***** Data supplied

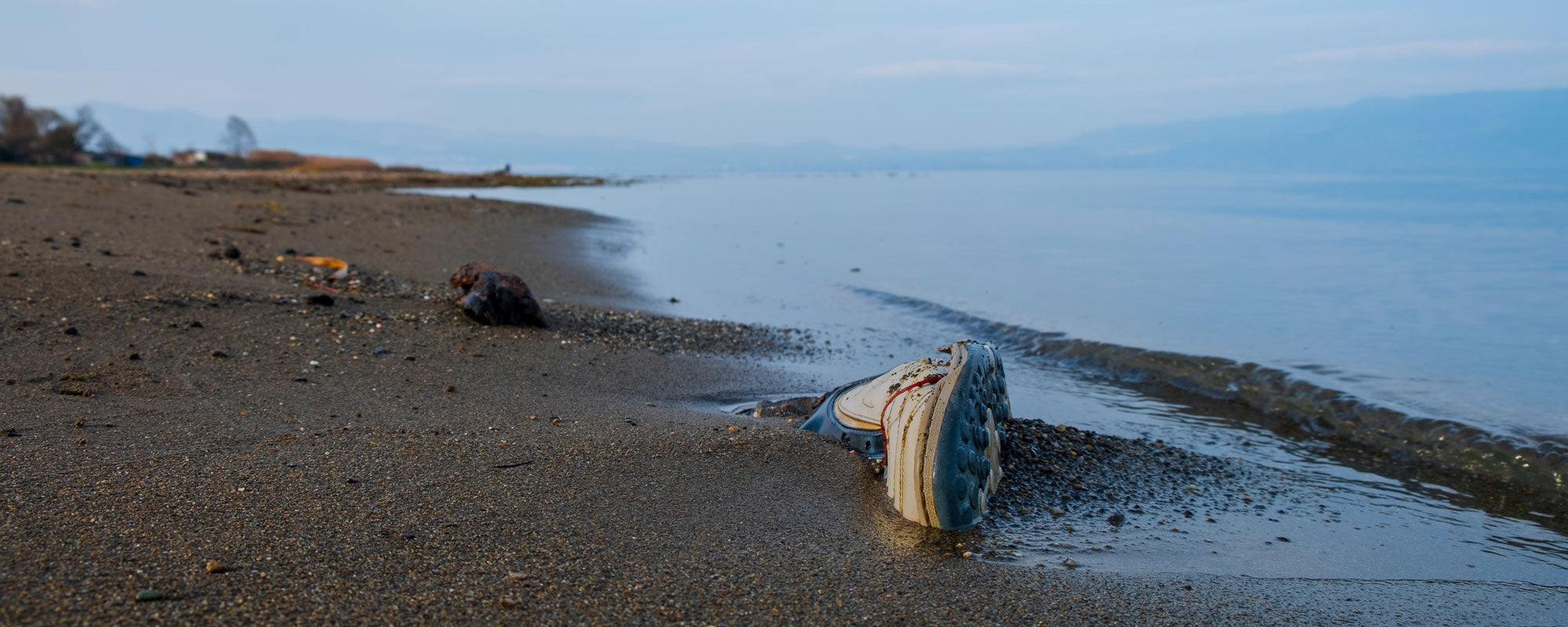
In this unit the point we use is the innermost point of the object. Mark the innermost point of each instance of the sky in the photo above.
(910, 73)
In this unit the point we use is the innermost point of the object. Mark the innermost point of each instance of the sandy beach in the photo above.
(184, 413)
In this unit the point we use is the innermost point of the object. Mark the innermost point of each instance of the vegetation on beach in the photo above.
(40, 136)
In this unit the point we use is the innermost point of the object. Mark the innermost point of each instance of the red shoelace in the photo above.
(882, 419)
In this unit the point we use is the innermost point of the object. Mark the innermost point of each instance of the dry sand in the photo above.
(385, 462)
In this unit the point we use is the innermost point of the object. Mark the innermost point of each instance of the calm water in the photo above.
(1437, 297)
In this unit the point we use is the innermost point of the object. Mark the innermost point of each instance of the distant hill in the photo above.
(1494, 131)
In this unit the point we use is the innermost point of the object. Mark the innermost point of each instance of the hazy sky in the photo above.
(926, 74)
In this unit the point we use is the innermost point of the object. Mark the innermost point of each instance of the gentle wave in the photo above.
(1537, 466)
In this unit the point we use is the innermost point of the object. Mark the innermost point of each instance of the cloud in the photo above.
(940, 68)
(1428, 49)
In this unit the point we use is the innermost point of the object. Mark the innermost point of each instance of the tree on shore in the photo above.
(238, 137)
(43, 136)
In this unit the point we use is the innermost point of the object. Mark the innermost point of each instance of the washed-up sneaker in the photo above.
(934, 426)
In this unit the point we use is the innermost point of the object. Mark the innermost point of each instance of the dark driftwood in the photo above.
(495, 297)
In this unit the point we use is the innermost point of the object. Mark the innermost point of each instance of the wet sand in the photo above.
(382, 460)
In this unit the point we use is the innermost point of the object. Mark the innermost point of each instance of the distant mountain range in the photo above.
(1486, 131)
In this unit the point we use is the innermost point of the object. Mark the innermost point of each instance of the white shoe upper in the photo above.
(910, 404)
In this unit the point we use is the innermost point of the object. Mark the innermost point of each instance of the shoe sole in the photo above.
(962, 463)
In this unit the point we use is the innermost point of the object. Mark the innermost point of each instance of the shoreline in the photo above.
(438, 490)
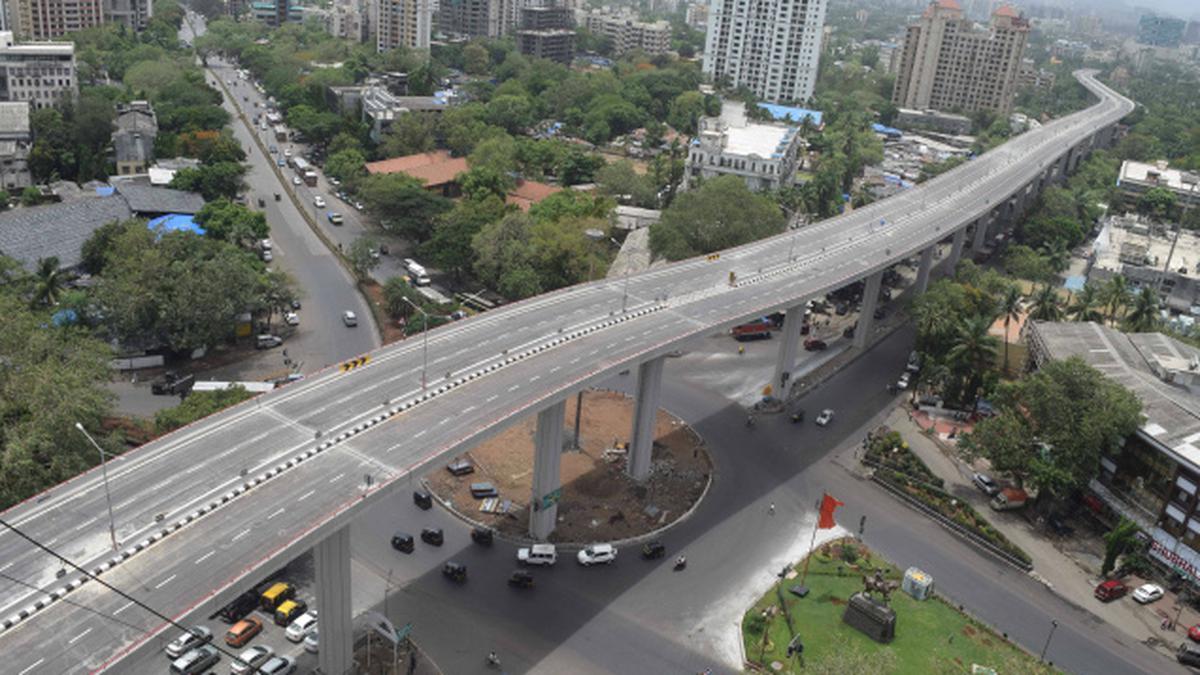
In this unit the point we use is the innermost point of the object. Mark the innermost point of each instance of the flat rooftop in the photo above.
(1163, 372)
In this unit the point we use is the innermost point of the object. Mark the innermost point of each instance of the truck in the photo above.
(1009, 499)
(754, 330)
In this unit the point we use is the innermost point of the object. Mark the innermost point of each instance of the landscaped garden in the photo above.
(930, 635)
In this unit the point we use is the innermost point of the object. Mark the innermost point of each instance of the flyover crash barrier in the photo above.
(954, 527)
(347, 431)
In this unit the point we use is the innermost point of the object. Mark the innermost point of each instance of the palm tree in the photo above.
(973, 353)
(48, 282)
(1116, 296)
(1045, 305)
(1009, 310)
(1086, 305)
(1144, 315)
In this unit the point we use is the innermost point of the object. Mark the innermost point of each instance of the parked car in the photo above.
(1147, 593)
(195, 637)
(985, 483)
(432, 536)
(300, 628)
(1110, 590)
(251, 658)
(597, 554)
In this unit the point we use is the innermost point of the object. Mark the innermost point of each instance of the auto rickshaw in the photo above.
(521, 579)
(455, 571)
(653, 549)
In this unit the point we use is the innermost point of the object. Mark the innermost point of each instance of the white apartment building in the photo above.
(403, 23)
(42, 73)
(771, 47)
(765, 155)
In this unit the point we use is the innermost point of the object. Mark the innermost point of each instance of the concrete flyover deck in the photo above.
(204, 512)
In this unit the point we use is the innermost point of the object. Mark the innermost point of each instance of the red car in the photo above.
(1110, 590)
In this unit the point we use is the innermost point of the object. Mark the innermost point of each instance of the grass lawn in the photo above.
(931, 635)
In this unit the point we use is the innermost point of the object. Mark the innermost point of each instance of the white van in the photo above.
(538, 554)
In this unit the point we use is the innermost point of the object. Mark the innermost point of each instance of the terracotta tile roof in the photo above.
(529, 192)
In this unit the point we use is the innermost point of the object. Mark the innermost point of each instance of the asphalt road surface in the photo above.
(204, 512)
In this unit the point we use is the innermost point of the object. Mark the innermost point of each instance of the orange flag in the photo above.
(828, 505)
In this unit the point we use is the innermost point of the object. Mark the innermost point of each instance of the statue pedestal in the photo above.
(871, 617)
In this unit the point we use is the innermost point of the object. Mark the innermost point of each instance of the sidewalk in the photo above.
(1068, 566)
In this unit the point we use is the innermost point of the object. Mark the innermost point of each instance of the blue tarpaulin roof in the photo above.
(791, 113)
(175, 222)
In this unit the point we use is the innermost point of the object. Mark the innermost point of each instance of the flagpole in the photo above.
(813, 542)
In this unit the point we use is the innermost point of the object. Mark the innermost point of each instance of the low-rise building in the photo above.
(16, 141)
(1155, 477)
(42, 72)
(1137, 178)
(765, 155)
(133, 139)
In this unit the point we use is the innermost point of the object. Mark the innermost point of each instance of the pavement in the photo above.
(1059, 562)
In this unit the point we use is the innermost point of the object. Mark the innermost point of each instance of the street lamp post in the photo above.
(103, 469)
(425, 341)
(1054, 623)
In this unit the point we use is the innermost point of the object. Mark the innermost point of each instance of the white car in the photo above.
(1147, 593)
(250, 659)
(597, 554)
(193, 638)
(304, 625)
(825, 418)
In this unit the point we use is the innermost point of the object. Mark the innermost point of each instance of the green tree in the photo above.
(196, 406)
(720, 214)
(402, 204)
(233, 222)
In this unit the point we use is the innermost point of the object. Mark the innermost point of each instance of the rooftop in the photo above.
(1163, 372)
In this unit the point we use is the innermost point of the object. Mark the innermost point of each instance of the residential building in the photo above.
(1137, 178)
(406, 23)
(133, 13)
(771, 47)
(1155, 477)
(381, 107)
(42, 73)
(133, 139)
(47, 19)
(627, 33)
(546, 33)
(16, 139)
(765, 155)
(1161, 31)
(948, 64)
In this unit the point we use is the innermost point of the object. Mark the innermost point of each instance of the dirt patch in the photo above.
(599, 501)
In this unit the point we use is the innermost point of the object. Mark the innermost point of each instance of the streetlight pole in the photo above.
(1054, 623)
(425, 341)
(103, 469)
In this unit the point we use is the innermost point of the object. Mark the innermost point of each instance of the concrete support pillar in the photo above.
(331, 557)
(547, 448)
(641, 438)
(960, 239)
(982, 232)
(786, 358)
(927, 264)
(867, 317)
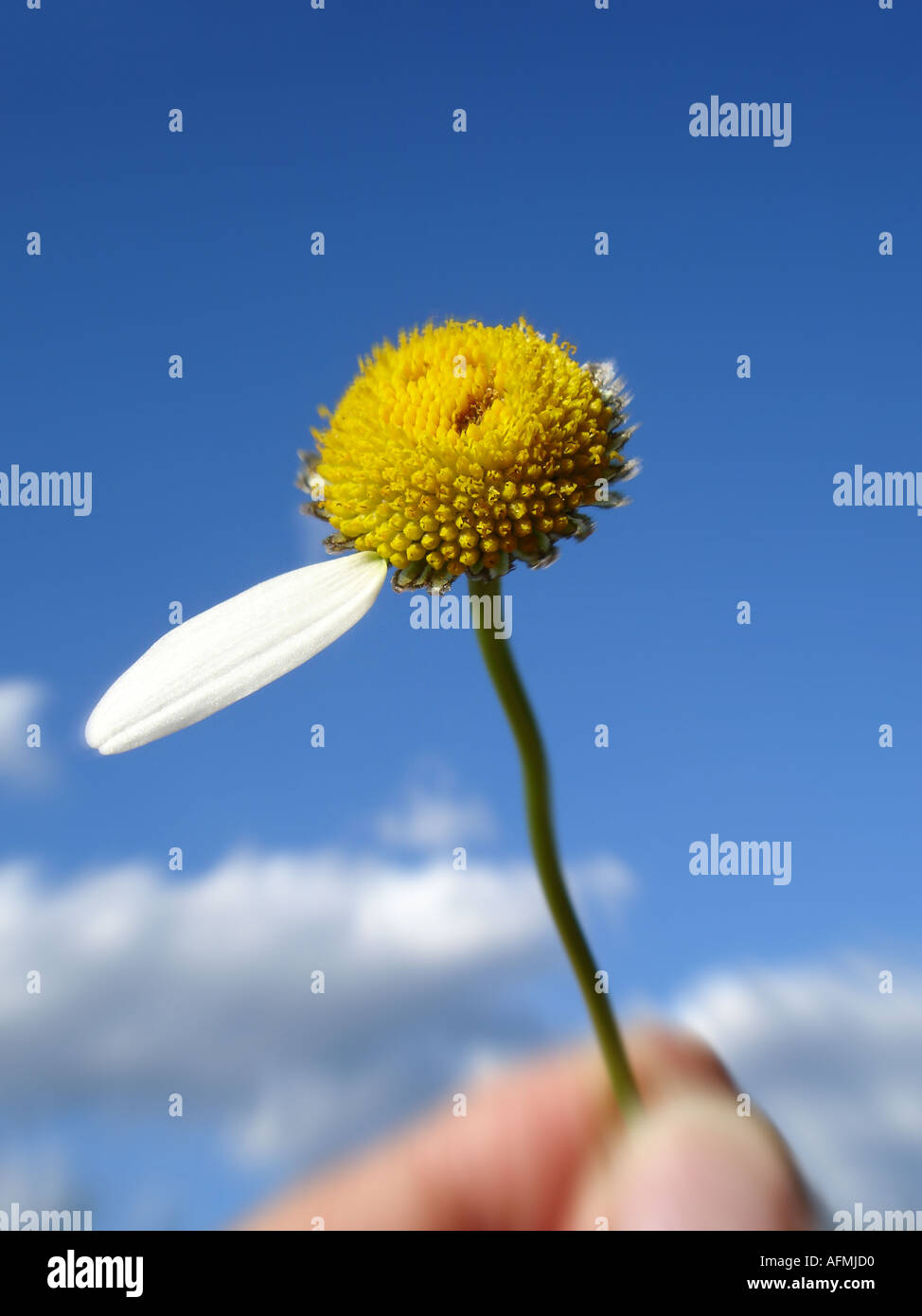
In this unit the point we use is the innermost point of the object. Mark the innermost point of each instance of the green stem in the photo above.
(536, 779)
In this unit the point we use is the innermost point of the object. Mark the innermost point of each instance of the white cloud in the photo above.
(838, 1066)
(157, 984)
(428, 823)
(20, 702)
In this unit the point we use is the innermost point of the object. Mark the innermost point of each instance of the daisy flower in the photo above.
(462, 451)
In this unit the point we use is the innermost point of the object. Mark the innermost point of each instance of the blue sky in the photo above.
(157, 242)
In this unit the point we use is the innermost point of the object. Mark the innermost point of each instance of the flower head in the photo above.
(459, 451)
(465, 448)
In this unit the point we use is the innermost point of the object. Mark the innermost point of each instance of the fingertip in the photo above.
(695, 1164)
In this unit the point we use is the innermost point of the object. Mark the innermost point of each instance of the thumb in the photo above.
(693, 1164)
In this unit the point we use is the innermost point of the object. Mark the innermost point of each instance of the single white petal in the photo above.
(228, 651)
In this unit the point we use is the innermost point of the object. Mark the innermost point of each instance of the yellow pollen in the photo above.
(465, 445)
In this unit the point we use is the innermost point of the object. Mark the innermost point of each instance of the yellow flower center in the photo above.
(463, 448)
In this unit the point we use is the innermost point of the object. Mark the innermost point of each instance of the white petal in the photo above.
(228, 651)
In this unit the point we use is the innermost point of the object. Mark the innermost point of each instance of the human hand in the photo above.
(542, 1147)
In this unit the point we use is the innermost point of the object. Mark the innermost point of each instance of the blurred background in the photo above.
(159, 981)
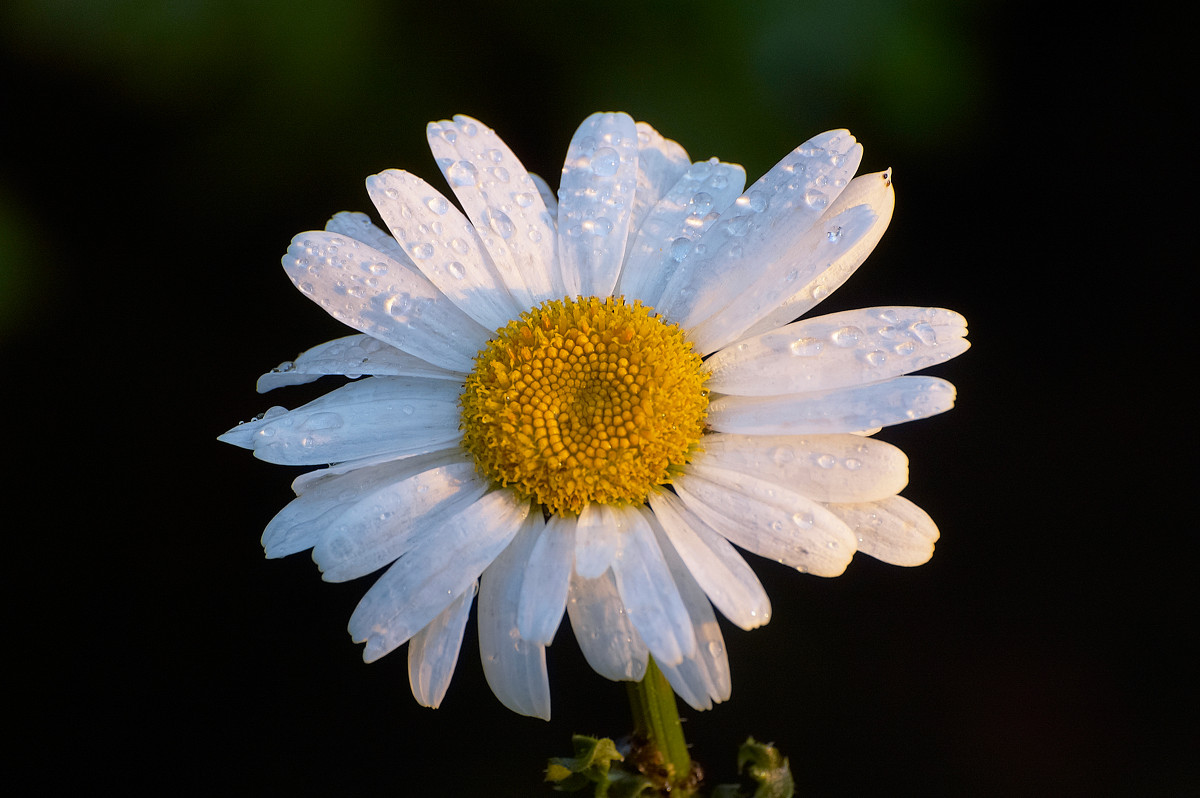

**********

● Directions: Count the lines in the listing above that contain the string "distant", matching case exactly. Give only the number.

● Result below: 2